▶ **WHAT TO DO**
A: In the health care recruiting text, which organization projects that more jobs will be created in health care than in any other industry over the next 10 years?
B: Pick up the health care recruiting text after its last sentence and keep writing it.

==== SUPPLIED PASSAGE ====

The Bureau of Labor Statistics has gone on record as stating that in the next 10 years, more jobs will be created in health care than in any other industry.
The reasons for the projection are numerous and well documented, including greater access to health care through the Affordable Care Act, a more intense focus on public/community health, an aging population, and the impact of technology.
If you’re in health care and haven’t already developed a solid talent acquisitions strategy, now is definitely the time.
However, even if your strategy is in place it’s imperative to keep on top of talent best practices. We’ll help.
Sourcing Health Care Talent
Regardless of the industry, personal referrals remain an excellent way to discover and secure new talent. Encourage your current employees to introduce you to their skilled friends, acquaintances, and neighbors by implementing a dynamic employee referral program that rewards employees when they do the recruiting for you.
Other good sources of health care talent include:
- Local institutions of learning, including colleges, universities, and proprietary schools known for the quality of their health care programs.
- Professional networking events, such as job and career fairs; annual association meetings; and workshops.
- Staffing agencies that specialize in health care, such as AMN Healthcare, Maxim Staffing Solutions, and Hirevue.
- Niche job boards, such as com and nurse.com.
Landing Health Care Talent
When it comes to landing talent, there are no magic tricks. Everyone is different, but ultimately we’re all the same in that we’ll accept a job offer we perceive as improving our situation.
Of course, what one person views as an improvement another may view with indifference. When recruiting, it’s important to know what’s motivating your job seeker beyond the need to make a living.
You’ll significantly improve your chances of finding the best talent for your company’s needs when you’re clear on this point. Asking the question directly is key, but understand that some candidates will be reluctant to tell you about a conflict with a previous boss or that they want more money or better benefits.
However, carefully reviewing multiple employment references is one way to more thoroughly assess a candidate’s motivation, whether that be more flexibility, shorter hours, fewer or no weekend shifts, higher wages, less responsibility, less stress, more development opportunities, more structure, or better retirement benefits.
An automated reference checking tool like Checkster will make this process more efficient, too.
Here’s the bottom line: Landing health care talent is like landing any other type of talent. Know what a prospect wants, and give it to him.

==== EXCERPTED DATA ====

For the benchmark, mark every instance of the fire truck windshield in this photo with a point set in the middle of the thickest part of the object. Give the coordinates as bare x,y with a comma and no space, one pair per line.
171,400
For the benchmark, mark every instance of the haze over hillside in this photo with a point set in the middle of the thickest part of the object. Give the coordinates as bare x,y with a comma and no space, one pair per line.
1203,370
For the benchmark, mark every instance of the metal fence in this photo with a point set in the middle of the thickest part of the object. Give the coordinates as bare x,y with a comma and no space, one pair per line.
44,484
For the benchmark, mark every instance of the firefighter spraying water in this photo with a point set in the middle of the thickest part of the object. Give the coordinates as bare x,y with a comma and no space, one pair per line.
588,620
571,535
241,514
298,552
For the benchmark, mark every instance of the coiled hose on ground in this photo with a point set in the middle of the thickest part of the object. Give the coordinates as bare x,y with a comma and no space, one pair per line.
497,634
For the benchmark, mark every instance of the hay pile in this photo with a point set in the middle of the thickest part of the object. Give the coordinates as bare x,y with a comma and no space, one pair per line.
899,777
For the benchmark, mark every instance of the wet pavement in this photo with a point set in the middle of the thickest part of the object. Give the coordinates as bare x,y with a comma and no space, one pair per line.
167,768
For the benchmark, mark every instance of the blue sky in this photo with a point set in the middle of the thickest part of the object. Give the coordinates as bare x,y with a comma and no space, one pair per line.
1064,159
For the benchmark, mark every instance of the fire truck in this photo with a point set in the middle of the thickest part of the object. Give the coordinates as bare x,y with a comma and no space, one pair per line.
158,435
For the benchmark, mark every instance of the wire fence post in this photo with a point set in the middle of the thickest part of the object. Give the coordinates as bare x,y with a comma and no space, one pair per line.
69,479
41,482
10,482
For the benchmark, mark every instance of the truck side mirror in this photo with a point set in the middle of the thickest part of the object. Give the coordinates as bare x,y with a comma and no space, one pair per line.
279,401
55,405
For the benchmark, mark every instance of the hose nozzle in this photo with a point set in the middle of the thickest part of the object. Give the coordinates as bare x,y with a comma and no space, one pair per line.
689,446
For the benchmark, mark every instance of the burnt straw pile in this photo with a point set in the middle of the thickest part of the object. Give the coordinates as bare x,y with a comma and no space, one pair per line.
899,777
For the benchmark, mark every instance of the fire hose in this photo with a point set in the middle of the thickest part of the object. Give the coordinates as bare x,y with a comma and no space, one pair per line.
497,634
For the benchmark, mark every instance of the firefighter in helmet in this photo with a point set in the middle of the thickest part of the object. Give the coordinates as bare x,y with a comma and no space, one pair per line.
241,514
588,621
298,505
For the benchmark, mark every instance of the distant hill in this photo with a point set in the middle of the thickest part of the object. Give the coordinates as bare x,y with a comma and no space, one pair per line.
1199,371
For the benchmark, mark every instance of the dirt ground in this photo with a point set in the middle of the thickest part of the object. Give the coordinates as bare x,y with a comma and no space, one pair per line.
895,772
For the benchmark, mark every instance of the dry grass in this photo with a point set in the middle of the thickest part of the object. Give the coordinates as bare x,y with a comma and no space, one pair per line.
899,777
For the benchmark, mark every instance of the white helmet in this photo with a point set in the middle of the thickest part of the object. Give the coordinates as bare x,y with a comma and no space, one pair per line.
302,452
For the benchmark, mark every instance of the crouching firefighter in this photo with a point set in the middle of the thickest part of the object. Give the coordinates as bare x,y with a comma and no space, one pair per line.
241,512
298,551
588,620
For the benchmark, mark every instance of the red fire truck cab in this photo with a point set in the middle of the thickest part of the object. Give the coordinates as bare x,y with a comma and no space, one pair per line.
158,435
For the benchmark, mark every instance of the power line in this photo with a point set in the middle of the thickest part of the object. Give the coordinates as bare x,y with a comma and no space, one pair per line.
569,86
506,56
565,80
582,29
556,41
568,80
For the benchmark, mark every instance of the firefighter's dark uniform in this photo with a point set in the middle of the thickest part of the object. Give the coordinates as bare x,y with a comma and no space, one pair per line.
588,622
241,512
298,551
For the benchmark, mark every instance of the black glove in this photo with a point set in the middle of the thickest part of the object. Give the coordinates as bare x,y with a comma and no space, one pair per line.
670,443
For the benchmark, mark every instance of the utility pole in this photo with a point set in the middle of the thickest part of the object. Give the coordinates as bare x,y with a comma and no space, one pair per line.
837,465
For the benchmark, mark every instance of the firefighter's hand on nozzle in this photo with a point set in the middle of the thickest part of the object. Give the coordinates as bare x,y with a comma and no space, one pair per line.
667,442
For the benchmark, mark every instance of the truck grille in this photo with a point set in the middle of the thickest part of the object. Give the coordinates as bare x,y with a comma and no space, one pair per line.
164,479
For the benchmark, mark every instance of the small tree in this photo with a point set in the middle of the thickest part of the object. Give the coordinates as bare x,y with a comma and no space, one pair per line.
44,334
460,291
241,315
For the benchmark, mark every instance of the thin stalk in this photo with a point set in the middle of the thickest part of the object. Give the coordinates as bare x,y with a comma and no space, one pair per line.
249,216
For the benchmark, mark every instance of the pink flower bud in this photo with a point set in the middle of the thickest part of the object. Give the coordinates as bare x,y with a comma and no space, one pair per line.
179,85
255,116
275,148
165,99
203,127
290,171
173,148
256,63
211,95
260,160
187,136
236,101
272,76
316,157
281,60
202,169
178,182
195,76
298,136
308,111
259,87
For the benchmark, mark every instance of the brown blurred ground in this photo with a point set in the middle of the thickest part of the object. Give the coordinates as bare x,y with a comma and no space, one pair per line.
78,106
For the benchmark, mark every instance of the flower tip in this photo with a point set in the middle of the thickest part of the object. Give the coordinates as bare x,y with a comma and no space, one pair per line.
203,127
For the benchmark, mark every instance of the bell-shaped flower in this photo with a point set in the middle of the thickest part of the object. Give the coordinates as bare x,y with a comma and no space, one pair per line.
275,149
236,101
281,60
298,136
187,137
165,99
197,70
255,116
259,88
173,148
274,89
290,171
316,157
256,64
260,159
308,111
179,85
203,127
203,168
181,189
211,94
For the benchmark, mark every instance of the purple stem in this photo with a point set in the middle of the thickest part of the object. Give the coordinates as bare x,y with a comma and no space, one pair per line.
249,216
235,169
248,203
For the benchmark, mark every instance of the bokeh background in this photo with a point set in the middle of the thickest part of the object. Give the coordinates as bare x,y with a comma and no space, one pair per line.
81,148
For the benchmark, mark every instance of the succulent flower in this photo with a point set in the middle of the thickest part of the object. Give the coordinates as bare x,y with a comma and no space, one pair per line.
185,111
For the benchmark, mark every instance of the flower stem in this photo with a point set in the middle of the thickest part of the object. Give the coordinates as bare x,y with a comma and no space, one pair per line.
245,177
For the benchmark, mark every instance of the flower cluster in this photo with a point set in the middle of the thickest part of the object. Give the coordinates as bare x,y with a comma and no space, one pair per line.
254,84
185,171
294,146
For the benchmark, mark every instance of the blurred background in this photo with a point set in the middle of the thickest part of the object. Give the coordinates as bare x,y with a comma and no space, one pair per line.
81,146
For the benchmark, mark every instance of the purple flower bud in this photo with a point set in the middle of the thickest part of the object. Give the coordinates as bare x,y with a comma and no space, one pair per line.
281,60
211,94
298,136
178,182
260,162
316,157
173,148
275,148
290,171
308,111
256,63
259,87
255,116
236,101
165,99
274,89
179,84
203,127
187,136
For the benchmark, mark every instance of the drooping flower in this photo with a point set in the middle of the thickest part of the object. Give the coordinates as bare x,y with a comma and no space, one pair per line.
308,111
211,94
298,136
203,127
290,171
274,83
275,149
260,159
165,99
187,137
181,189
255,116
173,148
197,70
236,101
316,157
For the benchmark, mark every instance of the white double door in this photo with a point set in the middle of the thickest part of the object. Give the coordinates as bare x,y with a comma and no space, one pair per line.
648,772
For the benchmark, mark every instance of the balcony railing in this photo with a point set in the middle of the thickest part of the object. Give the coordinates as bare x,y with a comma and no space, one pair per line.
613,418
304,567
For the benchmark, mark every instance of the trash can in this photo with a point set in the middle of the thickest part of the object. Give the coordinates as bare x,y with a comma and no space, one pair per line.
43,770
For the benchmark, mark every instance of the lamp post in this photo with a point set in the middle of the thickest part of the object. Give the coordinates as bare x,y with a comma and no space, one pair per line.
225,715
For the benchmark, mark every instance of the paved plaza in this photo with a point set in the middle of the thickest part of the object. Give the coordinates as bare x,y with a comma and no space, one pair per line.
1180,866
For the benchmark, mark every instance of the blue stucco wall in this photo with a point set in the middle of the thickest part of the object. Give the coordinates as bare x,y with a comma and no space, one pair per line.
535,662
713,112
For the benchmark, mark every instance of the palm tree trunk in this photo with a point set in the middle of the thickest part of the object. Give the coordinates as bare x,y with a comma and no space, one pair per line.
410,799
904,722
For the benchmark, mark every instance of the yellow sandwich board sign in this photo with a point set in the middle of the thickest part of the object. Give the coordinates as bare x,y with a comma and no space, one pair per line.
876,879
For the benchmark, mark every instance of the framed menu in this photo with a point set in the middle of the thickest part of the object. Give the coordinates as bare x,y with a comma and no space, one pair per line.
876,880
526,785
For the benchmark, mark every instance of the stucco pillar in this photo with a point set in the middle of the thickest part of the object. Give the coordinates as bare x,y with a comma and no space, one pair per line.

====

▶ **RESULTS BY TASK**
A: The Bureau of Labor Statistics.

B:
Retaining Health Care Talent
Whether the venue is a hospital, nursing home, community health center, or somewhere else, working in health care is stressful. Often workers aren’t merely dealing with patients but family members of patients, and in trying situations to boot.
In fact, a 2014 survey by CareerBuilder found that health care workers reported the greatest levels of stress (69 percent), with 17 percent rating themselves as “highly stressed.”
Employers who take steps to help their employees manage stress, or even reduce or eliminate stress where feasible (such as through intelligent scheduling, mindful communication, and supportive management), will create an environment workers will find hard to leave.
Make no mistake, though -- stress isn’t all that ails health care workers.
According to a survey by Health ecareers, stagnate wages are causing 68 percent of employees — some of whom reported earning less at the time of the survey than in the year previous — to consider greener pastures elsewhere. To keep your employees satisfied with their pay, make sure wages are in line with the market and workers’ contributions to your company.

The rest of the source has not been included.